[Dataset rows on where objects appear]
******
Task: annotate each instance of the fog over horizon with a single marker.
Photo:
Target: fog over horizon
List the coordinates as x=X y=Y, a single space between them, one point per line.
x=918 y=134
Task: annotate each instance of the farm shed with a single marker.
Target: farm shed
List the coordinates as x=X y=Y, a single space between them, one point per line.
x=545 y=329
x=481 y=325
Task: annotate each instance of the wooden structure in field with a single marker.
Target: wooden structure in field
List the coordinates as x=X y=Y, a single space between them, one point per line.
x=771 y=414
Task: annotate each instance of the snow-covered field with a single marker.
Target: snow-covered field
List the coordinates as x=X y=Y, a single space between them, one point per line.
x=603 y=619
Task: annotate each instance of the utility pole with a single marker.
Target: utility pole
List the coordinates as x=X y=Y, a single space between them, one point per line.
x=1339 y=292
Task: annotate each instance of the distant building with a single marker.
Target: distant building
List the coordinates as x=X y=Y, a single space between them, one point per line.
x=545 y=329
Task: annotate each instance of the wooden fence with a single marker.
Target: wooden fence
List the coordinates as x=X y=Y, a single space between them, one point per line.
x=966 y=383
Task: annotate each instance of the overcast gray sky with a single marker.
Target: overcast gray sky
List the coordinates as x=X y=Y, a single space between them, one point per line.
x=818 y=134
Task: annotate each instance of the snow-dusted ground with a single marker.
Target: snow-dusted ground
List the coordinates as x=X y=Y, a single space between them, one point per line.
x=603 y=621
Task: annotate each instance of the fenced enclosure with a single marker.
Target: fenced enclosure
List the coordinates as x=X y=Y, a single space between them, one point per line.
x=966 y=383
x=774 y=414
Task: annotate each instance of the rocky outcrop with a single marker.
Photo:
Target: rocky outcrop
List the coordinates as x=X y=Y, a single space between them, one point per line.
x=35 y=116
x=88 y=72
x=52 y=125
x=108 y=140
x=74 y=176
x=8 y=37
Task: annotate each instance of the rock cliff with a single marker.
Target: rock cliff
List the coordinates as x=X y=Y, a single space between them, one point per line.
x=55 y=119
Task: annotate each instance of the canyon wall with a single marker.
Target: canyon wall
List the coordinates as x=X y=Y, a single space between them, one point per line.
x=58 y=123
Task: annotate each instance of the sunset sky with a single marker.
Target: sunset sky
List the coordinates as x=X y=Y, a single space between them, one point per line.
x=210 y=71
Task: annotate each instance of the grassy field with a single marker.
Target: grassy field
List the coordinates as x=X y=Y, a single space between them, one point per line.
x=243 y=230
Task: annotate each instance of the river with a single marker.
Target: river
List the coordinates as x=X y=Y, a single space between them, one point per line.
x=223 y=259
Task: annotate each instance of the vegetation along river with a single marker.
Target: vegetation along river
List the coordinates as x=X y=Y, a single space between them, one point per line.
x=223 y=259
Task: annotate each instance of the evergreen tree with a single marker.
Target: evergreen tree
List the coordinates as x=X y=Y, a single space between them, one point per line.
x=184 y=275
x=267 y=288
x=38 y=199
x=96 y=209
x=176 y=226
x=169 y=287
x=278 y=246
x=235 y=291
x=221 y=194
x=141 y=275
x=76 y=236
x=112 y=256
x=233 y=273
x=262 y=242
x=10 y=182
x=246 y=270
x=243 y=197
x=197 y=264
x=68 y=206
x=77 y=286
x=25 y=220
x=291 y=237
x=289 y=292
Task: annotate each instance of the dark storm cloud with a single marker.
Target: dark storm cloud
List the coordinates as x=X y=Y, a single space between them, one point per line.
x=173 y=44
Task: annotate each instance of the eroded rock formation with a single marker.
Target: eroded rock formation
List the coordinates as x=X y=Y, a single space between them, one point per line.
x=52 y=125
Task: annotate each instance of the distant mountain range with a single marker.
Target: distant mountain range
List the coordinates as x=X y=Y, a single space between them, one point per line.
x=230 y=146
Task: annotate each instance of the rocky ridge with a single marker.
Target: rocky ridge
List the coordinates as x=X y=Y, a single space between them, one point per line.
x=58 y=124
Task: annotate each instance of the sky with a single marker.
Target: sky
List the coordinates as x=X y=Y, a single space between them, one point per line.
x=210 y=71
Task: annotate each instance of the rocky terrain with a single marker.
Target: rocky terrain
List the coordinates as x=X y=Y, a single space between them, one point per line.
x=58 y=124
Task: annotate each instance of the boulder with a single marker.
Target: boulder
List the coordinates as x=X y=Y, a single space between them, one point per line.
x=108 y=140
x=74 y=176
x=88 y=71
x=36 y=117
******
## EXERCISE DIRECTIONS
Reproduce all of the material above verbatim, keeping every line unchanged.

## WRITTEN ANSWER
Task: annotate each instance of the fog over horizon with a single marker.
Photo:
Target: fog over horizon
List the coordinates as x=X y=Y, a single space between them, one point per line.
x=918 y=134
Task: annotate each instance of the farm shed with a single marker.
Target: farm shed
List the coordinates as x=X y=Y, a single space between them, one point per line.
x=545 y=329
x=481 y=325
Task: annotate each instance of the wooden structure in field with a single marker.
Target: wooden structure in field
List the coordinates as x=X y=Y, a single space between them, one point per line.
x=771 y=414
Task: annotate each instance of the snow-covered field with a single marker.
Target: snow-covered field
List the coordinates as x=X y=Y, a single space between them, one point per line.
x=603 y=619
Task: annotate each instance of the utility pole with a single marker.
Target: utility pole
List the coordinates as x=X y=Y, a single space between them, one point per line.
x=1339 y=292
Task: annotate each instance of the distant building with a single marker.
Target: distant building
List the coordinates as x=X y=Y, a single space between them, one point per line.
x=545 y=329
Task: annotate each instance of the wooden fence with a single marker.
Target: wooden fence
List the coordinates as x=X y=Y, a single space between them, one point per line.
x=966 y=383
Task: annotate each instance of the overcast gray sky with a single marker.
Target: overcast gray sky
List the coordinates as x=X y=Y, a single space between them, one point per line.
x=818 y=134
Task: annotate each instance of the snow-dusted ground with a single marker.
Target: snow-dusted ground
List the coordinates as x=X y=Y, a single space between them, one point per line.
x=603 y=621
Task: annotate each instance of the fenced enclosure with a single marker.
Target: fenced enclosure
List the coordinates as x=X y=Y, a single space between them, one point per line.
x=966 y=383
x=774 y=414
Task: annotate each instance of the rocky outcrop with a single marker.
Photo:
Target: rocky outcrop
List the coordinates as x=X y=Y, a single space between them, one point per line.
x=35 y=116
x=88 y=72
x=52 y=125
x=108 y=140
x=74 y=176
x=8 y=37
Task: annotate each instance of the rock cliff with a single marker.
Target: rock cliff
List the coordinates as x=X y=Y, a single space between them, one point per line.
x=55 y=119
Task: annotate each instance of the canyon wall with a single marker.
Target: canyon wall
List the coordinates as x=X y=Y, a single space between them, one point per line.
x=58 y=123
Task: annotate each instance of the sunset sky with a single marker.
Target: sunset sky
List the coordinates as x=X y=Y, a single space between them, one point per line.
x=210 y=71
Task: annotate each instance of the grassy field with a single marker.
Target: grassy field
List the coordinates as x=X y=Y, a single space between them, one point per line.
x=243 y=230
Task: annotate each instance of the river with a single marker.
Target: river
List the coordinates as x=X y=Y, a single space between them, one point per line.
x=223 y=259
Task: annotate each instance of the vegetation along river with a single marker.
Target: vegetation along river
List the coordinates as x=X y=Y, a single space between them, one point per line.
x=223 y=259
Task: annotate each instance of the evergreen tree with a single marker.
Target: evergreen tree
List the coordinates as x=X y=Y, a single space between them, one point per line.
x=184 y=275
x=267 y=288
x=38 y=199
x=96 y=209
x=176 y=226
x=169 y=287
x=278 y=246
x=235 y=291
x=221 y=194
x=141 y=275
x=76 y=236
x=112 y=256
x=233 y=273
x=262 y=242
x=10 y=182
x=246 y=270
x=243 y=197
x=197 y=264
x=68 y=206
x=77 y=286
x=25 y=220
x=291 y=237
x=289 y=292
Task: annotate each instance of the dark storm cloud with a single marker.
Target: dark storm cloud
List the coordinates as x=X y=Y, a single space between them, one point per line.
x=173 y=44
Task: annotate each instance of the eroded rock formation with a single marker.
Target: eroded rock formation
List the coordinates as x=X y=Y, a single space between them, one point per line.
x=52 y=125
Task: annotate each instance of the distant mountain range with a single marker.
Target: distant mountain range
List the coordinates as x=X y=Y, a single space between them, one point per line.
x=230 y=146
Task: annotate each instance of the rocky ridge with a single marker.
Target: rocky ridge
List the coordinates as x=X y=Y, a single space between them, one point per line.
x=58 y=124
Task: annotate each instance of the sky with a single marker.
Target: sky
List the coordinates as x=X y=Y, a single space between them, one point per line.
x=210 y=71
Task: annotate each instance of the rocky terrain with a single marker.
Target: rocky terrain
List the coordinates as x=X y=Y, a single space between them, one point per line.
x=58 y=124
Task: annotate each instance of the boulder with a single marker.
Target: boulder
List the coordinates as x=X y=Y, a single space between them, one point per line.
x=108 y=140
x=74 y=176
x=88 y=71
x=36 y=117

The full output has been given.